EXTRACT
Allison Frohriep is mom to three, a seven year old with asperger's, a five year old and a three year old with autism.In her "spare time" she blogs.

“Mom! Roman is turning the lights on and off again!”

It was Tycen, my seven year old who shares a room with Roman. Tycen has asperger's and has a need for control. He's constantly, obsessively, telling on his little brother, a three year old with autism. Of course Roman was flipping the light switch. It's what he does. He loves to watch the lights flicker on and off.

“Mom! Roman is chewing on his blocks!”

Again, it's what he does. Roman licks and chews EVERYTHING. He's always being reminded not to put things in his mouth, but seconds later, it's always the same thing. Back in the mouth.

“Mom! Roman is unplugging the radio!”

I had enough. I left my computer, where I was working on my memoir of raising two special needs children alongside their typical sister. Roman had given up on the radio and was jumping on Tycen's bed. It is an every night struggle, getting the boys to bed. Tycen yells and Roman is a naughty little imp, just like any boy his age.

BRIEF
In the excerpt about bedtime with Roman and Tycen, what was the writer working on at the computer before leaving it?

DATASET EXCERPT
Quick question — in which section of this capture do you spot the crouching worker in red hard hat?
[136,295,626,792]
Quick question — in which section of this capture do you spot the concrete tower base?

FINISHED ANSWER
A memoir of raising two special needs children alongside their typical sister.